** TASK GOAL **
Once the line containing "What to find: overcast sky" is found, copy it and each subsequent line exactly. Stop at the end of the records below.

START PROVIDED RECORDS

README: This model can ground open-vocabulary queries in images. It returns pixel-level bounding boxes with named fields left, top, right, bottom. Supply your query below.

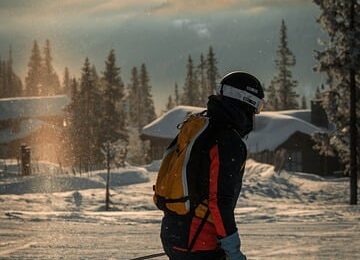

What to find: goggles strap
left=216, top=84, right=264, bottom=113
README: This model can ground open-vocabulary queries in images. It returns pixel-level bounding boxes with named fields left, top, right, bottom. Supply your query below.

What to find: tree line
left=65, top=50, right=157, bottom=170
left=165, top=46, right=219, bottom=111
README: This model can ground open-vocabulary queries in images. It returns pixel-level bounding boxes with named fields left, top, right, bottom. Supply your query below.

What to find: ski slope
left=0, top=160, right=359, bottom=259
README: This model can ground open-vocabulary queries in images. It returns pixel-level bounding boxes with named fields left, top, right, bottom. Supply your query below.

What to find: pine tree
left=0, top=58, right=3, bottom=98
left=77, top=58, right=102, bottom=171
left=166, top=95, right=175, bottom=111
left=99, top=49, right=127, bottom=148
left=7, top=46, right=22, bottom=97
left=197, top=53, right=208, bottom=106
left=25, top=41, right=42, bottom=96
left=301, top=95, right=307, bottom=109
left=63, top=67, right=70, bottom=96
left=174, top=82, right=180, bottom=106
left=313, top=1, right=359, bottom=203
left=42, top=39, right=60, bottom=95
left=128, top=66, right=140, bottom=127
left=1, top=60, right=8, bottom=97
left=65, top=78, right=80, bottom=167
left=315, top=86, right=322, bottom=99
left=182, top=55, right=201, bottom=106
left=206, top=46, right=219, bottom=97
left=265, top=83, right=278, bottom=111
left=269, top=20, right=299, bottom=110
left=140, top=63, right=156, bottom=127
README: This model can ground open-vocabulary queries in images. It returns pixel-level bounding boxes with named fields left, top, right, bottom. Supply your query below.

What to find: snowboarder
left=159, top=71, right=265, bottom=260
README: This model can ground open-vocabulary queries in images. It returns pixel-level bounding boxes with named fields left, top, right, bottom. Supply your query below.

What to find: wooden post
left=20, top=144, right=31, bottom=176
left=105, top=142, right=111, bottom=211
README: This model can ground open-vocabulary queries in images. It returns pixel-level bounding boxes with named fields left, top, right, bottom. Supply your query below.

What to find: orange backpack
left=153, top=112, right=209, bottom=215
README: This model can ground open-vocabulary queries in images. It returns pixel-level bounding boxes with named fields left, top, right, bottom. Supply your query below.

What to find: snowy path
left=0, top=212, right=359, bottom=259
left=1, top=160, right=359, bottom=259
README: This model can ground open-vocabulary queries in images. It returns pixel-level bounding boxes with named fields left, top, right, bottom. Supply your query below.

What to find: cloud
left=172, top=19, right=210, bottom=38
left=1, top=0, right=312, bottom=18
left=149, top=0, right=311, bottom=15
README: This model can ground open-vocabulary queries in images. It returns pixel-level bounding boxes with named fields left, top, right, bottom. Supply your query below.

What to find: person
left=160, top=71, right=265, bottom=260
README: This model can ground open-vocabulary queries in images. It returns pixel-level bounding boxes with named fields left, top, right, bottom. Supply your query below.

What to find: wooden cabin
left=141, top=106, right=343, bottom=176
left=0, top=95, right=70, bottom=164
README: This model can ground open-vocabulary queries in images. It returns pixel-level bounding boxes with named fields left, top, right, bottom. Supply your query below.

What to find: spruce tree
left=78, top=58, right=102, bottom=171
left=269, top=20, right=299, bottom=110
left=25, top=41, right=42, bottom=96
left=63, top=67, right=70, bottom=96
left=100, top=49, right=127, bottom=147
left=174, top=82, right=180, bottom=106
left=182, top=55, right=201, bottom=106
left=301, top=95, right=307, bottom=109
left=0, top=58, right=3, bottom=98
left=265, top=83, right=278, bottom=111
left=315, top=86, right=322, bottom=99
left=65, top=78, right=80, bottom=167
left=197, top=53, right=208, bottom=106
left=42, top=39, right=60, bottom=95
left=128, top=66, right=140, bottom=128
left=166, top=95, right=175, bottom=111
left=206, top=46, right=219, bottom=97
left=140, top=63, right=156, bottom=127
left=7, top=46, right=22, bottom=97
left=313, top=0, right=359, bottom=203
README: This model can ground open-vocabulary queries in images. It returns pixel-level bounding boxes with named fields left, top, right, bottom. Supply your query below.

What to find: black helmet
left=217, top=71, right=265, bottom=114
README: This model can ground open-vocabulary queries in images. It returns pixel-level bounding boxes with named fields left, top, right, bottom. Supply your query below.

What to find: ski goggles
left=216, top=84, right=265, bottom=114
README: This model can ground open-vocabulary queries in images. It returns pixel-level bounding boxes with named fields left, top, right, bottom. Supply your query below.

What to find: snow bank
left=0, top=165, right=150, bottom=195
left=242, top=159, right=348, bottom=203
left=144, top=160, right=162, bottom=172
left=96, top=167, right=149, bottom=186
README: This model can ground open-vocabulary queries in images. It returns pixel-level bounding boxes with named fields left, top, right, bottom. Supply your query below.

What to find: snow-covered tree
left=268, top=19, right=299, bottom=110
left=313, top=0, right=359, bottom=202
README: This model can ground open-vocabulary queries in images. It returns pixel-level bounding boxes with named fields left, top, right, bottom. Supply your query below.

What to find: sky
left=0, top=0, right=326, bottom=113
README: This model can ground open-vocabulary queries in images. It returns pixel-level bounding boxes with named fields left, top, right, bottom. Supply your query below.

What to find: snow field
left=0, top=159, right=359, bottom=259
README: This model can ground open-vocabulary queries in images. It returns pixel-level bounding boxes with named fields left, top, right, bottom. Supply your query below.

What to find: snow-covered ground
left=0, top=159, right=359, bottom=259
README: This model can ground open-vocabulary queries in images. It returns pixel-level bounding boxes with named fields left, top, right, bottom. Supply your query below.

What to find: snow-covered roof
left=276, top=109, right=311, bottom=124
left=142, top=106, right=323, bottom=153
left=0, top=95, right=70, bottom=121
left=246, top=111, right=321, bottom=153
left=142, top=106, right=206, bottom=139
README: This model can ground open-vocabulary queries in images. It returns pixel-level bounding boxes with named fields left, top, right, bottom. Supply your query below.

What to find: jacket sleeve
left=208, top=136, right=247, bottom=238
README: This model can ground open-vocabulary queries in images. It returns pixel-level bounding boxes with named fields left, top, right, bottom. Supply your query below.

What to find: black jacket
left=161, top=95, right=249, bottom=252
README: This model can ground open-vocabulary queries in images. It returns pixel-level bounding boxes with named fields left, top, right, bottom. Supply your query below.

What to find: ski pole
left=129, top=252, right=166, bottom=260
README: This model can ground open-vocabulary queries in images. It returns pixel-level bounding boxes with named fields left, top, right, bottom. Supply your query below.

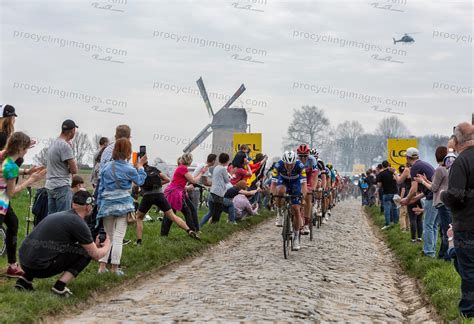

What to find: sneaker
left=322, top=217, right=327, bottom=224
left=275, top=215, right=283, bottom=227
left=327, top=210, right=331, bottom=217
left=417, top=238, right=422, bottom=242
left=122, top=239, right=131, bottom=246
left=113, top=269, right=126, bottom=276
left=411, top=239, right=416, bottom=243
left=51, top=286, right=73, bottom=297
left=15, top=277, right=34, bottom=291
left=98, top=268, right=109, bottom=274
left=292, top=233, right=301, bottom=251
left=302, top=225, right=310, bottom=235
left=381, top=225, right=390, bottom=230
left=7, top=264, right=25, bottom=278
left=188, top=230, right=201, bottom=240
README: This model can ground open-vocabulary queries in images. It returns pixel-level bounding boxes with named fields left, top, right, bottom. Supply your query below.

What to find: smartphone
left=139, top=145, right=146, bottom=158
left=99, top=232, right=106, bottom=244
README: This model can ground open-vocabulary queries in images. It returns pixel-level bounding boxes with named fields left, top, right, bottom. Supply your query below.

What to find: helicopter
left=392, top=32, right=421, bottom=45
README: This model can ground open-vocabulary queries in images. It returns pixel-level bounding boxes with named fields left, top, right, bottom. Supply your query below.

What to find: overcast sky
left=1, top=0, right=472, bottom=165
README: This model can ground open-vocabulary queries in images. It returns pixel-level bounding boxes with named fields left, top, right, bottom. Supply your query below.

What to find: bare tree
left=33, top=147, right=49, bottom=166
left=71, top=132, right=92, bottom=166
left=283, top=105, right=330, bottom=150
left=334, top=121, right=365, bottom=171
left=375, top=116, right=410, bottom=139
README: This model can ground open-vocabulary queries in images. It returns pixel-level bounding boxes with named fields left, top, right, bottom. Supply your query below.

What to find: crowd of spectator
left=0, top=107, right=268, bottom=297
left=1, top=103, right=473, bottom=317
left=357, top=122, right=474, bottom=317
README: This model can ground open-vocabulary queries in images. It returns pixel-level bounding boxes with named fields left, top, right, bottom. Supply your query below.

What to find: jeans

END PROVIDED RECORDS

** ANSWER SECTION **
What to find: overcast sky
left=1, top=0, right=472, bottom=165
README: This model can ground open-vocabulary queries in images. It returns pixel-level bounding boxes with named fields left, top, right, bottom. Supply your query below.

What to find: bare tree
left=33, top=147, right=49, bottom=166
left=71, top=132, right=92, bottom=166
left=283, top=105, right=330, bottom=150
left=334, top=121, right=365, bottom=171
left=375, top=116, right=410, bottom=139
README: This model can ground open-vocabulary queries in images. It returns pixel-level bounding boxes with named fields left, top, right, bottom. Supply your query below.

What to find: crowd of spectator
left=0, top=107, right=268, bottom=297
left=1, top=103, right=473, bottom=317
left=357, top=122, right=474, bottom=317
README: This model can ground open-vocabulary queries in images. It returns pixel-level bounding boxes with named fields left, top, right, bottom. Supply your query below.

What to find: jeans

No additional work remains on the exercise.